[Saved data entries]

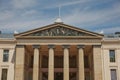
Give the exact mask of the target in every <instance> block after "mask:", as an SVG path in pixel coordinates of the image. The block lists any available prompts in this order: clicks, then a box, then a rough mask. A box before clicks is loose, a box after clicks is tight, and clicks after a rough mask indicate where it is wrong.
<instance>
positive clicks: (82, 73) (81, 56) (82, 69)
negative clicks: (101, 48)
mask: <svg viewBox="0 0 120 80" xmlns="http://www.w3.org/2000/svg"><path fill="white" fill-rule="evenodd" d="M77 47H78V80H85V73H84V51H83V47H84V46H81V45H79V46H77Z"/></svg>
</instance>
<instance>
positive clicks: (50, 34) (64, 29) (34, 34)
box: [29, 26, 92, 36]
mask: <svg viewBox="0 0 120 80" xmlns="http://www.w3.org/2000/svg"><path fill="white" fill-rule="evenodd" d="M29 36H92V35H89V34H86V33H83V32H79V31H76V30H72V29H69V28H65V27H62V26H57V27H54V28H49V29H46V30H43V31H39V32H35V33H32V34H30V35H29Z"/></svg>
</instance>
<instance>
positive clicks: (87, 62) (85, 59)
mask: <svg viewBox="0 0 120 80" xmlns="http://www.w3.org/2000/svg"><path fill="white" fill-rule="evenodd" d="M84 66H85V68H89V57H88V56H86V55H85V56H84Z"/></svg>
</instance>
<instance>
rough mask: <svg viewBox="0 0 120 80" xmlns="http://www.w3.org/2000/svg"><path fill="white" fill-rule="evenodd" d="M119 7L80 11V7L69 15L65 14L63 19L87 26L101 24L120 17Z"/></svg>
mask: <svg viewBox="0 0 120 80" xmlns="http://www.w3.org/2000/svg"><path fill="white" fill-rule="evenodd" d="M119 9H120V5H117V6H113V7H110V8H107V9H102V10H96V11H80V10H79V8H78V9H76V10H72V12H71V13H69V15H68V14H67V15H64V16H63V20H64V21H65V22H66V23H70V24H80V25H86V26H93V25H99V24H103V23H106V22H109V21H113V20H114V19H116V18H118V17H120V15H119V14H120V10H119Z"/></svg>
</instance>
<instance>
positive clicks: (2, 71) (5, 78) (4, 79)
mask: <svg viewBox="0 0 120 80" xmlns="http://www.w3.org/2000/svg"><path fill="white" fill-rule="evenodd" d="M3 70H6V78H5V79H3V78H4V73H3ZM7 78H8V69H7V68H2V70H1V80H7Z"/></svg>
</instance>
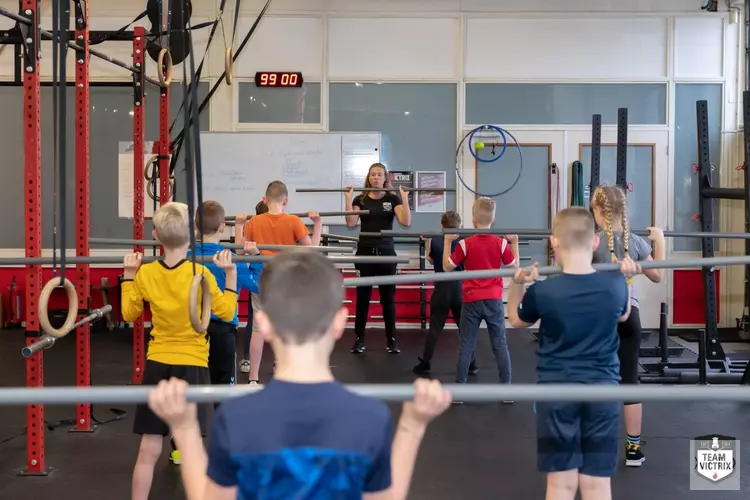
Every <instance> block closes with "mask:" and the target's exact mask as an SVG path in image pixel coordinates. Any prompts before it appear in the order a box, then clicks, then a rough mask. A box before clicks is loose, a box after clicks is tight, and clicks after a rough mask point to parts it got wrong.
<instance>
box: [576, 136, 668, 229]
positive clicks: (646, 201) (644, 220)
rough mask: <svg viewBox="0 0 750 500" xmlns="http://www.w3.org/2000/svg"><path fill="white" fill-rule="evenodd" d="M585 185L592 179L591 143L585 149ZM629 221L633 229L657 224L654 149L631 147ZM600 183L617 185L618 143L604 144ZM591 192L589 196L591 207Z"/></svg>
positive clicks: (646, 226)
mask: <svg viewBox="0 0 750 500" xmlns="http://www.w3.org/2000/svg"><path fill="white" fill-rule="evenodd" d="M581 156H582V158H581V163H583V179H584V184H586V183H588V180H589V179H591V146H588V145H586V146H583V147H582V148H581ZM627 161H628V175H627V177H626V180H627V183H628V222H629V224H630V229H633V230H635V229H646V228H647V227H649V226H651V225H652V224H653V222H652V221H653V207H654V203H653V186H654V148H653V146H628V160H627ZM600 176H601V177H600V182H601V184H606V185H608V186H614V185H615V184H617V146H604V145H603V146H602V154H601V167H600ZM590 196H591V194H588V196H586V207H588V206H589V200H590Z"/></svg>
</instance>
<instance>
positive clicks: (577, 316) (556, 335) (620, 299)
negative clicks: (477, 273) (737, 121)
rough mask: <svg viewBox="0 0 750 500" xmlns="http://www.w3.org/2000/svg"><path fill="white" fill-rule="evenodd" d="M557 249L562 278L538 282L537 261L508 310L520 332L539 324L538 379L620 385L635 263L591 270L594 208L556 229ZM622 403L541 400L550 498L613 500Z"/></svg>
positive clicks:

WHAT IS BEING ASKED: Copy exactly, and only, the lines from the line that contains "249L562 278L538 282L537" through the end of the data above.

SOLUTION BELOW:
rough mask: <svg viewBox="0 0 750 500" xmlns="http://www.w3.org/2000/svg"><path fill="white" fill-rule="evenodd" d="M557 249L562 278L538 282L537 261L508 310L520 332L539 324L538 379L620 385L635 263L591 270L594 208L556 229ZM622 403L541 400L550 498L613 500Z"/></svg>
positive clicks:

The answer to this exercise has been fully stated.